Requirement –
Nothing should be left out: write out the whole listing exactly.

========

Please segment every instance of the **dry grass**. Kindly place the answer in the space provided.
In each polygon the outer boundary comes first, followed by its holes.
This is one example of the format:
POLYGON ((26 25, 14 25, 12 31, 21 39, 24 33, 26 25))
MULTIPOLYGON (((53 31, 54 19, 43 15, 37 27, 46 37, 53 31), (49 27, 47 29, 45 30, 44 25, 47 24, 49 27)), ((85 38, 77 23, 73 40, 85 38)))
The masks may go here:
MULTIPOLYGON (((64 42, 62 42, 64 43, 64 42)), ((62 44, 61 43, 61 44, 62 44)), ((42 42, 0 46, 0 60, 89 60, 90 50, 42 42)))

========

Solution to this task –
Please segment every instance of the **dry grass**. Kindly place the answer in the space provided.
In each polygon the outer boundary comes first, followed by its holes.
This is one example of the format:
POLYGON ((26 25, 14 25, 12 31, 21 39, 24 33, 26 25))
MULTIPOLYGON (((53 31, 54 19, 43 15, 37 27, 46 37, 53 31), (49 27, 47 29, 45 30, 44 25, 47 24, 49 27)), ((85 38, 77 23, 73 40, 85 38)))
The masks may go here:
MULTIPOLYGON (((64 42, 62 42, 64 43, 64 42)), ((62 44, 61 43, 61 44, 62 44)), ((42 42, 0 46, 0 60, 89 60, 90 50, 42 42)))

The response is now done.